* [JOB]: Return each line below that contains the word "metal", copying it in full.

* [RECORD LIST]:
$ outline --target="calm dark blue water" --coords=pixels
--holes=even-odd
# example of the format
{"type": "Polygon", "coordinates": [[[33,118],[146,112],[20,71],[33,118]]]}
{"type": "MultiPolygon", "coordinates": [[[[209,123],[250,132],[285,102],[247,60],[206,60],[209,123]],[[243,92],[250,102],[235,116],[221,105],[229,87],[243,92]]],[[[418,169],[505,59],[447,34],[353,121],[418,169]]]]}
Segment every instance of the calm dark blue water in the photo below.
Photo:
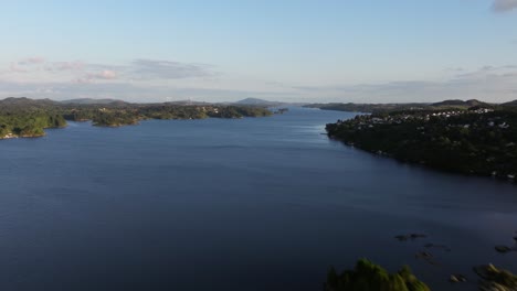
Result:
{"type": "Polygon", "coordinates": [[[320,290],[328,266],[409,263],[433,290],[499,255],[517,186],[330,141],[351,114],[71,123],[0,141],[0,290],[320,290]],[[400,242],[393,236],[424,233],[400,242]],[[415,258],[428,242],[436,265],[415,258]]]}

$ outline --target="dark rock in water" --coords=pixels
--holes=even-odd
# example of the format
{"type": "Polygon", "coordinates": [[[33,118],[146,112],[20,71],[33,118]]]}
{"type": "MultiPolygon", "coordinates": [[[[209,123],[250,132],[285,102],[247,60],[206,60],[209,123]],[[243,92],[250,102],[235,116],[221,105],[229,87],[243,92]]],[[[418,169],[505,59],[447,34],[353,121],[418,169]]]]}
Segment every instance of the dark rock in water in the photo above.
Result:
{"type": "Polygon", "coordinates": [[[445,245],[434,245],[434,244],[425,244],[424,248],[439,248],[445,251],[451,251],[451,248],[445,245]]]}
{"type": "Polygon", "coordinates": [[[449,281],[452,283],[463,283],[466,282],[466,278],[463,274],[451,274],[451,278],[449,278],[449,281]]]}
{"type": "Polygon", "coordinates": [[[428,236],[422,235],[422,234],[409,234],[409,235],[398,235],[398,236],[395,236],[395,238],[399,239],[400,241],[405,241],[408,239],[414,240],[416,238],[425,238],[425,237],[428,237],[428,236]]]}
{"type": "Polygon", "coordinates": [[[426,238],[428,236],[422,235],[422,234],[411,234],[410,237],[411,239],[416,239],[416,238],[426,238]]]}
{"type": "Polygon", "coordinates": [[[384,268],[367,259],[360,259],[354,270],[340,273],[330,268],[324,290],[430,291],[429,287],[421,282],[408,266],[395,273],[389,273],[384,268]]]}
{"type": "Polygon", "coordinates": [[[398,235],[398,236],[395,236],[395,238],[399,239],[400,241],[408,240],[408,236],[404,236],[404,235],[398,235]]]}
{"type": "Polygon", "coordinates": [[[507,247],[507,246],[496,246],[495,249],[502,254],[510,252],[514,250],[513,248],[507,247]]]}
{"type": "Polygon", "coordinates": [[[474,272],[481,277],[479,290],[482,291],[516,291],[517,276],[494,265],[474,267],[474,272]]]}

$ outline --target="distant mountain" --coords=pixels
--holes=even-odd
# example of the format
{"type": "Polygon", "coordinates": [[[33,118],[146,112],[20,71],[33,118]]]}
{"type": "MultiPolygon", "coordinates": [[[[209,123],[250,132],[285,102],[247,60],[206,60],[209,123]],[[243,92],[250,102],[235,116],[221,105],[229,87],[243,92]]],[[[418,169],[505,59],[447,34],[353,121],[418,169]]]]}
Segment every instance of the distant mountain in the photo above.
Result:
{"type": "Polygon", "coordinates": [[[236,104],[236,105],[260,105],[260,106],[282,105],[282,103],[268,101],[268,100],[258,99],[258,98],[245,98],[245,99],[239,100],[239,101],[233,103],[233,104],[236,104]]]}
{"type": "Polygon", "coordinates": [[[93,104],[126,104],[123,100],[117,99],[94,99],[94,98],[77,98],[60,101],[62,104],[80,104],[80,105],[93,105],[93,104]]]}
{"type": "Polygon", "coordinates": [[[431,106],[435,106],[435,107],[474,107],[474,106],[490,107],[489,104],[482,103],[476,99],[471,99],[466,101],[460,100],[460,99],[444,100],[441,103],[432,104],[431,106]]]}

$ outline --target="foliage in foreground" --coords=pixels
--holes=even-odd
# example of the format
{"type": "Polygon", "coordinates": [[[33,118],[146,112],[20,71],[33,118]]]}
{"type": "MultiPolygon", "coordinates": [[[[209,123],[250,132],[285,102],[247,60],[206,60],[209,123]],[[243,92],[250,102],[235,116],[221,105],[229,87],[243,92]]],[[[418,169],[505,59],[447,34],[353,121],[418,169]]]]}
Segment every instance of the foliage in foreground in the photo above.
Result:
{"type": "Polygon", "coordinates": [[[367,259],[360,259],[354,270],[338,274],[330,268],[325,291],[429,291],[408,266],[397,273],[389,273],[382,267],[367,259]]]}

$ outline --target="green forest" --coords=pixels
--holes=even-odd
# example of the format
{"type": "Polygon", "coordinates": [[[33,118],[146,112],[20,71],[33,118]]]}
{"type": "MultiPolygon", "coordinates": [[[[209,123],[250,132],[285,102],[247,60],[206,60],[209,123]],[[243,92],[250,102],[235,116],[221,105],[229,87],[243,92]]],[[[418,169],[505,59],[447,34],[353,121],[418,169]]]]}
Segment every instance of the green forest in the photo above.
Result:
{"type": "Polygon", "coordinates": [[[359,149],[439,170],[513,180],[517,110],[405,110],[360,115],[326,127],[359,149]]]}
{"type": "Polygon", "coordinates": [[[46,128],[62,128],[70,121],[120,127],[146,119],[202,119],[271,116],[265,107],[177,104],[62,104],[49,99],[7,98],[0,100],[0,139],[42,137],[46,128]]]}

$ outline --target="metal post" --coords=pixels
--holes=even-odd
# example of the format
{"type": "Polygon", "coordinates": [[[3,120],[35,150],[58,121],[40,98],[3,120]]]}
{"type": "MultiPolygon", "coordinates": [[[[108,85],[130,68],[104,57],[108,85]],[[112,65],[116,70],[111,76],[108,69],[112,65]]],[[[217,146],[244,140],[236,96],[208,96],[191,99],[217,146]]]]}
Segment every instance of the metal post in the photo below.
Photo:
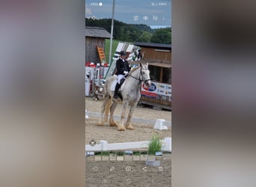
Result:
{"type": "Polygon", "coordinates": [[[114,28],[114,16],[115,16],[115,0],[113,0],[113,6],[112,6],[112,19],[111,22],[111,36],[110,36],[110,47],[109,47],[109,62],[112,64],[112,40],[113,40],[113,28],[114,28]]]}

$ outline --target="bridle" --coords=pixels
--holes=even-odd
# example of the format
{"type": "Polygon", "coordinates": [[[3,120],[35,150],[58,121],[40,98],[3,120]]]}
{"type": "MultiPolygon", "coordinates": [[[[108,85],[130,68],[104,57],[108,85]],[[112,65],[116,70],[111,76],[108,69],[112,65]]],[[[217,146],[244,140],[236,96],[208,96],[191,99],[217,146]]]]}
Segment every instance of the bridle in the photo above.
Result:
{"type": "Polygon", "coordinates": [[[147,70],[147,69],[142,69],[142,67],[141,67],[140,69],[141,70],[140,70],[139,78],[132,76],[132,74],[130,75],[130,76],[132,77],[133,79],[136,79],[136,80],[138,80],[140,82],[143,82],[144,84],[146,84],[146,82],[150,81],[150,79],[145,79],[145,78],[144,77],[143,73],[142,73],[142,70],[147,70]],[[141,79],[141,77],[142,78],[142,79],[141,79]]]}

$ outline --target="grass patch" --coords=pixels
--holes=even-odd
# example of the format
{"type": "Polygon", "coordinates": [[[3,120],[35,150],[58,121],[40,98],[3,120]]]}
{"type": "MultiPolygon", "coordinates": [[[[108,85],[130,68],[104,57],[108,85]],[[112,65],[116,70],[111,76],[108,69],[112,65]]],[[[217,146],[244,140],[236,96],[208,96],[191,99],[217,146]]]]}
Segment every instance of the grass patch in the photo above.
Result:
{"type": "Polygon", "coordinates": [[[159,135],[156,133],[153,134],[148,144],[148,154],[155,155],[156,152],[161,151],[162,144],[162,142],[159,135]]]}

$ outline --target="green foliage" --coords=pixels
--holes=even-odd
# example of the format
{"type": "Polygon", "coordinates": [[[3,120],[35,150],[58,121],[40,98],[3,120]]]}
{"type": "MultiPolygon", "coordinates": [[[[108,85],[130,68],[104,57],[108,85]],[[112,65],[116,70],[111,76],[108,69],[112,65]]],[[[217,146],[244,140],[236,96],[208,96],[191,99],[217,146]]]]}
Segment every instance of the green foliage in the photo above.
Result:
{"type": "Polygon", "coordinates": [[[141,35],[138,37],[137,41],[138,42],[147,42],[149,43],[150,41],[150,38],[152,37],[152,34],[148,31],[142,32],[141,35]]]}
{"type": "Polygon", "coordinates": [[[150,142],[148,144],[147,153],[149,155],[155,155],[156,152],[160,151],[162,148],[162,140],[158,134],[152,135],[150,142]]]}
{"type": "Polygon", "coordinates": [[[156,29],[150,39],[151,43],[171,43],[171,28],[156,29]]]}
{"type": "MultiPolygon", "coordinates": [[[[114,54],[115,52],[115,49],[118,47],[118,43],[119,43],[118,40],[112,40],[112,58],[114,57],[114,54]]],[[[104,50],[104,52],[105,52],[106,58],[107,62],[108,62],[109,64],[111,64],[111,62],[109,61],[109,51],[110,51],[109,49],[110,49],[110,39],[106,39],[105,40],[105,50],[104,50]]]]}
{"type": "MultiPolygon", "coordinates": [[[[111,32],[111,19],[93,19],[85,18],[85,25],[104,28],[111,32]]],[[[127,24],[114,20],[113,38],[125,42],[171,43],[171,28],[152,29],[144,24],[127,24]]]]}

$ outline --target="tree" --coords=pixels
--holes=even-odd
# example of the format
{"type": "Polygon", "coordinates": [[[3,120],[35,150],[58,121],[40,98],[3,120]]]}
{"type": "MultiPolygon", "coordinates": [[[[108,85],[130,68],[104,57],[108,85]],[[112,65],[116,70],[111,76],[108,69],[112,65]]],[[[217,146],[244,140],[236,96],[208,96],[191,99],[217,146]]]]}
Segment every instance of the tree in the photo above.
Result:
{"type": "Polygon", "coordinates": [[[156,29],[150,39],[151,43],[171,43],[171,28],[156,29]]]}
{"type": "Polygon", "coordinates": [[[148,31],[144,31],[141,34],[141,36],[138,38],[138,42],[147,42],[149,43],[152,37],[152,34],[148,31]]]}

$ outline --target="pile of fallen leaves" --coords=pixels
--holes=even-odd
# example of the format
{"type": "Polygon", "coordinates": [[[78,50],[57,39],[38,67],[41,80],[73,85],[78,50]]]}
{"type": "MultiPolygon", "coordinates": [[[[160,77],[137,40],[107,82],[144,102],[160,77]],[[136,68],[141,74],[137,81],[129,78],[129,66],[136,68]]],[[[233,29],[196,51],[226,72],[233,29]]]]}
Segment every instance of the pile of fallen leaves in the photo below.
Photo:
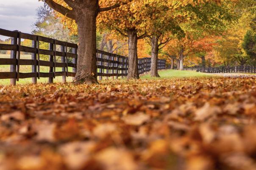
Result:
{"type": "Polygon", "coordinates": [[[256,78],[0,86],[0,170],[255,170],[256,78]]]}

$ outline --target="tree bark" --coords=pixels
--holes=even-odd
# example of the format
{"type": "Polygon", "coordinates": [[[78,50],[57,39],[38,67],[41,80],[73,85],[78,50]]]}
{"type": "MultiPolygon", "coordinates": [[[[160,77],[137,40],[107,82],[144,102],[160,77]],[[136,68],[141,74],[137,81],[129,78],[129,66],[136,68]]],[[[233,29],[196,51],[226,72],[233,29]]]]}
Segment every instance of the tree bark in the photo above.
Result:
{"type": "Polygon", "coordinates": [[[151,39],[151,63],[150,74],[151,77],[160,77],[157,70],[158,51],[158,37],[152,35],[151,39]]]}
{"type": "Polygon", "coordinates": [[[171,64],[171,69],[173,69],[173,66],[174,65],[174,59],[172,58],[172,63],[171,64]]]}
{"type": "Polygon", "coordinates": [[[180,66],[181,65],[180,61],[179,59],[177,60],[177,70],[180,70],[180,66]]]}
{"type": "Polygon", "coordinates": [[[137,43],[138,37],[137,32],[135,30],[128,31],[129,67],[128,67],[128,79],[139,79],[138,71],[138,56],[137,54],[137,43]]]}
{"type": "Polygon", "coordinates": [[[183,61],[184,61],[184,56],[183,55],[183,52],[184,49],[182,48],[180,51],[179,53],[179,60],[180,60],[180,67],[179,70],[183,70],[183,61]]]}
{"type": "Polygon", "coordinates": [[[202,70],[201,70],[201,72],[202,73],[205,72],[205,57],[204,56],[201,56],[201,58],[202,59],[202,70]]]}
{"type": "Polygon", "coordinates": [[[76,21],[79,43],[75,78],[77,84],[97,83],[96,57],[97,6],[92,7],[91,6],[90,9],[85,8],[80,11],[78,13],[79,17],[76,21]]]}

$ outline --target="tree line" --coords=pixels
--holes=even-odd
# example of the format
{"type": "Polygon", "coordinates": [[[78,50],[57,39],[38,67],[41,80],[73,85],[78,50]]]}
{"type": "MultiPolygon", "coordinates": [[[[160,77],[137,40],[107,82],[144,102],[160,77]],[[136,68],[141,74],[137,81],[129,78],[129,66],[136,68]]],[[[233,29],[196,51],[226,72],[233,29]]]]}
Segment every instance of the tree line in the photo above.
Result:
{"type": "MultiPolygon", "coordinates": [[[[200,62],[203,67],[207,63],[211,64],[212,61],[225,63],[223,58],[216,56],[223,57],[220,54],[226,51],[221,49],[227,40],[225,36],[245,17],[245,11],[250,16],[253,15],[255,2],[245,1],[45,0],[54,10],[54,16],[68,30],[68,34],[77,35],[79,49],[75,81],[88,84],[97,83],[97,47],[124,52],[127,50],[123,47],[128,46],[128,78],[139,78],[140,43],[150,47],[147,54],[152,61],[152,76],[159,76],[156,68],[159,57],[170,59],[172,67],[176,61],[180,70],[183,70],[184,62],[187,65],[200,62]]],[[[251,21],[249,22],[252,24],[251,21]]],[[[245,38],[241,45],[247,56],[253,54],[245,50],[246,47],[251,47],[245,42],[248,39],[251,42],[254,32],[250,31],[246,34],[248,38],[245,38]]]]}

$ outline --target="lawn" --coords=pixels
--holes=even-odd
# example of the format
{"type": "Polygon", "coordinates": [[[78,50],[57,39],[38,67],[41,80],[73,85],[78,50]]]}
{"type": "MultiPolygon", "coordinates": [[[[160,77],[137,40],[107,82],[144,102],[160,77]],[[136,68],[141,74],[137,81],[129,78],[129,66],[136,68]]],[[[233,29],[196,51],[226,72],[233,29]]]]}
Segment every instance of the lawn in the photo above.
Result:
{"type": "Polygon", "coordinates": [[[210,74],[197,72],[195,71],[178,70],[167,70],[159,72],[160,77],[152,78],[150,75],[147,74],[141,77],[142,79],[159,79],[172,78],[189,78],[194,77],[210,77],[212,76],[210,74]]]}
{"type": "MultiPolygon", "coordinates": [[[[0,54],[0,58],[9,58],[9,54],[0,54]]],[[[31,55],[21,55],[20,58],[22,59],[31,59],[31,55]]],[[[19,70],[21,73],[31,73],[31,65],[21,65],[19,66],[19,70]]],[[[72,72],[72,68],[69,67],[69,71],[72,72]]],[[[40,66],[40,72],[47,73],[49,72],[49,67],[40,66]]],[[[9,65],[0,65],[0,72],[7,72],[10,71],[9,65]]],[[[61,68],[56,67],[56,71],[61,71],[61,68]]],[[[38,83],[47,83],[48,82],[47,78],[41,78],[37,80],[38,83]]],[[[72,78],[71,77],[67,77],[67,82],[72,81],[72,78]]],[[[54,82],[61,82],[62,78],[61,76],[56,77],[53,79],[54,82]]],[[[19,81],[16,81],[17,84],[23,84],[28,83],[31,83],[31,78],[20,79],[19,81]]],[[[0,84],[7,85],[10,84],[10,79],[0,79],[0,84]]]]}
{"type": "MultiPolygon", "coordinates": [[[[0,54],[0,58],[10,58],[9,54],[0,54]]],[[[31,55],[21,55],[21,59],[31,59],[31,55]]],[[[69,70],[72,70],[72,67],[69,67],[69,70]]],[[[29,65],[21,65],[20,66],[20,71],[22,73],[30,73],[31,72],[31,66],[29,65]]],[[[0,72],[8,72],[10,71],[10,65],[0,65],[0,72]]],[[[48,67],[40,67],[40,71],[42,72],[47,73],[49,71],[48,67]]],[[[61,71],[61,68],[56,67],[56,71],[61,71]]],[[[106,70],[105,70],[106,72],[106,70]]],[[[207,73],[203,73],[199,72],[192,71],[181,71],[174,70],[168,70],[164,71],[159,72],[159,74],[161,76],[160,78],[183,78],[183,77],[207,77],[211,76],[210,74],[207,73]]],[[[141,77],[142,79],[152,79],[149,74],[143,76],[141,77]]],[[[153,78],[155,79],[156,78],[153,78]]],[[[31,78],[20,79],[19,81],[17,81],[17,84],[26,84],[31,83],[31,78]]],[[[38,83],[47,83],[48,82],[48,78],[41,78],[40,79],[38,79],[38,83]]],[[[61,76],[56,77],[53,79],[54,82],[61,82],[62,81],[61,76]]],[[[72,78],[69,77],[67,78],[67,82],[72,81],[72,78]]],[[[7,85],[10,84],[10,79],[0,79],[0,84],[3,85],[7,85]]]]}

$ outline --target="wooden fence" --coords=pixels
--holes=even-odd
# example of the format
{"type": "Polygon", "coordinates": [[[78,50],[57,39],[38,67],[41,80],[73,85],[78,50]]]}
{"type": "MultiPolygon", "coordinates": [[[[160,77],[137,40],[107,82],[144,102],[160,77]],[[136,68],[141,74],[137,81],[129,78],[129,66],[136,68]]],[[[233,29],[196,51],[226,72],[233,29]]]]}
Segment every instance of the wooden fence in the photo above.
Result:
{"type": "MultiPolygon", "coordinates": [[[[198,68],[197,72],[201,72],[201,68],[198,68]]],[[[206,68],[205,73],[256,73],[256,67],[249,66],[234,67],[216,67],[206,68]]]]}
{"type": "MultiPolygon", "coordinates": [[[[15,85],[16,81],[18,81],[19,78],[31,78],[32,83],[35,84],[37,78],[48,78],[48,82],[51,83],[56,76],[62,76],[62,82],[65,82],[66,77],[75,76],[78,48],[77,44],[2,29],[0,29],[0,35],[11,38],[11,44],[0,43],[0,50],[11,51],[10,58],[0,58],[0,65],[10,65],[10,72],[0,72],[0,79],[10,78],[11,84],[15,85]],[[22,39],[31,40],[32,46],[21,45],[22,39]],[[47,49],[41,48],[42,43],[49,44],[47,49]],[[21,52],[31,54],[31,59],[21,59],[21,52]],[[49,56],[49,60],[42,59],[40,56],[42,55],[49,56]],[[60,57],[61,61],[58,62],[57,57],[60,57]],[[31,72],[20,71],[20,65],[28,65],[31,66],[31,72]],[[49,72],[40,71],[40,66],[49,67],[49,72]],[[69,67],[72,67],[72,70],[69,70],[69,67]],[[62,68],[61,71],[56,71],[56,67],[62,68]]],[[[128,75],[127,57],[97,50],[97,76],[100,80],[102,79],[103,77],[106,77],[106,79],[109,77],[118,78],[119,77],[123,78],[128,75]]],[[[139,59],[138,62],[139,74],[150,70],[150,58],[139,59]]],[[[165,69],[165,60],[159,59],[159,70],[165,69]]]]}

* [WORKED SOLUTION]:
$ outline --target="metal post" --coords=pixels
Segment every instance of the metal post in the photo below.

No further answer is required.